━━ Records supplied ━━

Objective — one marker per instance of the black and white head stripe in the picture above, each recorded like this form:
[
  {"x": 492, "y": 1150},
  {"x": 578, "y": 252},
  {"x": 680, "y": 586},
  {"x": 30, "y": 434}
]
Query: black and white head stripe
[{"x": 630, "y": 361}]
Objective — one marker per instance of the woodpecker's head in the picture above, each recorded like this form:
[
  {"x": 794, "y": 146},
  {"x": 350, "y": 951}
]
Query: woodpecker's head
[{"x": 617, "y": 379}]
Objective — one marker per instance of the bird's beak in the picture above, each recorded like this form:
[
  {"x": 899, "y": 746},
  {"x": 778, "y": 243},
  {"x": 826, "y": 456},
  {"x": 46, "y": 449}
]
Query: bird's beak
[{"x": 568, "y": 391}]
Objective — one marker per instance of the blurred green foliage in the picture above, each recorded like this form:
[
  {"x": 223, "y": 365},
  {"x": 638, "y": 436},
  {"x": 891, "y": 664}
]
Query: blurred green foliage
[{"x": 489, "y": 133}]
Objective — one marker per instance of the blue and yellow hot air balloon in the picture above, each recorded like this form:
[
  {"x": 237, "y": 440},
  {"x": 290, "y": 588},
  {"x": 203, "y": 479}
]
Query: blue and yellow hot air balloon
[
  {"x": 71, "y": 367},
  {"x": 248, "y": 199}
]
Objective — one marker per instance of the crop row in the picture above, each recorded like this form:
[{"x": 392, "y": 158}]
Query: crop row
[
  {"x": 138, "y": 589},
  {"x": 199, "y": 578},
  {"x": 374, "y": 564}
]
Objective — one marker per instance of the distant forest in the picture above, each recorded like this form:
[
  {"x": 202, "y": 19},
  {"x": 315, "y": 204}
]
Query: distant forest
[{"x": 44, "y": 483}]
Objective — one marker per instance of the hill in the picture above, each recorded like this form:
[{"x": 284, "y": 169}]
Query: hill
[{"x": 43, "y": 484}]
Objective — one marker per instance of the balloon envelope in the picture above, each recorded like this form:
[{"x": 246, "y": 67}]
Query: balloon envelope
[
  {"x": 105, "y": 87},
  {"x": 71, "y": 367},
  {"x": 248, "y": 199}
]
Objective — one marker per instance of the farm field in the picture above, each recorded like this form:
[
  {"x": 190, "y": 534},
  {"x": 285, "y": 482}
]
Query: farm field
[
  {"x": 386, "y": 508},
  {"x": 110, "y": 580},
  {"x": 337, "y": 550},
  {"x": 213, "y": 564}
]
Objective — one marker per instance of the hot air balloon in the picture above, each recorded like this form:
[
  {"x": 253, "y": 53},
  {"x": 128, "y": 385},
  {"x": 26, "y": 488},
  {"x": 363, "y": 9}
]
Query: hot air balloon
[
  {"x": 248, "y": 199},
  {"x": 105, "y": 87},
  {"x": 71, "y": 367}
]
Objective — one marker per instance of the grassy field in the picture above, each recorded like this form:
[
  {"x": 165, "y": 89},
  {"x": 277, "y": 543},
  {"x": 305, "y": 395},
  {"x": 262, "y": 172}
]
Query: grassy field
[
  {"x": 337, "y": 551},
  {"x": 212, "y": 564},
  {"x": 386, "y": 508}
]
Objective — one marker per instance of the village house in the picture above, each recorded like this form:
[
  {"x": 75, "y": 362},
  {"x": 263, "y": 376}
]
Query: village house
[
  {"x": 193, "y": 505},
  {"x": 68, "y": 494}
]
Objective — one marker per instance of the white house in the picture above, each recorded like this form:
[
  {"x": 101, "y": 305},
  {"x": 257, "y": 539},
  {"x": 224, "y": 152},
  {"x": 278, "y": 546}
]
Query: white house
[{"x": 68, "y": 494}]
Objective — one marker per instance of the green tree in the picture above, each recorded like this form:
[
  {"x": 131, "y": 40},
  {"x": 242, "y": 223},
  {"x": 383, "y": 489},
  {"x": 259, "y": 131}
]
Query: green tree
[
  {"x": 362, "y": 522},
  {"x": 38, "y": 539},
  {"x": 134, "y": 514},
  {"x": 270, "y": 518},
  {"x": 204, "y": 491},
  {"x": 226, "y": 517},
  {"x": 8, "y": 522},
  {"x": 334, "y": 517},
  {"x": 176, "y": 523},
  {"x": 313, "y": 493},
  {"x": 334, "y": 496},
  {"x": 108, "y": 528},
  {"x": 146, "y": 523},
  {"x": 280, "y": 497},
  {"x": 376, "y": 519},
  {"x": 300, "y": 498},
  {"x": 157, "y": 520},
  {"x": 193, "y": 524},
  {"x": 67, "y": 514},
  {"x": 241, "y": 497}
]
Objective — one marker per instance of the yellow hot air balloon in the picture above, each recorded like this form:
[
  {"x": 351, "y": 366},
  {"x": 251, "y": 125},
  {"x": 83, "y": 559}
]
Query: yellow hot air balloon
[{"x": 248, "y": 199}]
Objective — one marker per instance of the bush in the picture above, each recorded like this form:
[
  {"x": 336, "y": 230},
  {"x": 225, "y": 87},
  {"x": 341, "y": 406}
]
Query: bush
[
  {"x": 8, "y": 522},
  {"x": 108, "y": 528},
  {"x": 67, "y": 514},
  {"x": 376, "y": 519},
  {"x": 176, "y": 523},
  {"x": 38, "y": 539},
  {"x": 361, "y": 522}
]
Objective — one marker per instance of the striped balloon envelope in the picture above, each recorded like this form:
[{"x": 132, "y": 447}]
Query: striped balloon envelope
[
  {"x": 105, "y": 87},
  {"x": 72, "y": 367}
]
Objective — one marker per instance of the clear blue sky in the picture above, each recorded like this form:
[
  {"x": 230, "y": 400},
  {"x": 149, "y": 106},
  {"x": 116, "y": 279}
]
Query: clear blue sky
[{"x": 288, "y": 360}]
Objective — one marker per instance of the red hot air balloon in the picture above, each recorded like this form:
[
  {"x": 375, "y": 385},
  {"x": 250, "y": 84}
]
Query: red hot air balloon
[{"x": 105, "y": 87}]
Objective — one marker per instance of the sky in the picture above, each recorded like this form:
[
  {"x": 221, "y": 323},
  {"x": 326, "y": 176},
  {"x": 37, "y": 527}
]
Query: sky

━━━

- _Given problem_: Write out exactly the final stretch of the records: the line containing "Objective — one marker per instance of the bush" and every line after it, through the last, and nothing else.

- _Finished exercise_:
Objective — one marker per instance of the bush in the picture above, each recorded like this form:
[
  {"x": 336, "y": 230},
  {"x": 225, "y": 87},
  {"x": 341, "y": 406}
]
Query: bush
[
  {"x": 8, "y": 522},
  {"x": 108, "y": 528},
  {"x": 67, "y": 514},
  {"x": 376, "y": 519},
  {"x": 176, "y": 523},
  {"x": 38, "y": 539},
  {"x": 361, "y": 522}
]
Objective — one marker per instance of the striped balloon envelope in the picture above, each recorded like this form:
[{"x": 132, "y": 447}]
Query: striped balloon envelope
[
  {"x": 105, "y": 87},
  {"x": 72, "y": 367}
]
Objective — one marker per instance of the clear blue sky in the picture above, each recorded like this form:
[
  {"x": 230, "y": 400},
  {"x": 149, "y": 106},
  {"x": 116, "y": 279}
]
Query: clear blue sky
[{"x": 288, "y": 360}]
Objective — one marker per instance of the red hot air balloon in the picture above, each recorded like this form:
[
  {"x": 375, "y": 385},
  {"x": 250, "y": 84}
]
Query: red hot air balloon
[{"x": 105, "y": 87}]
Objective — one marker per instance of the sky in the picture above, each recorded like this form:
[
  {"x": 221, "y": 323},
  {"x": 326, "y": 176},
  {"x": 37, "y": 527}
]
Query: sky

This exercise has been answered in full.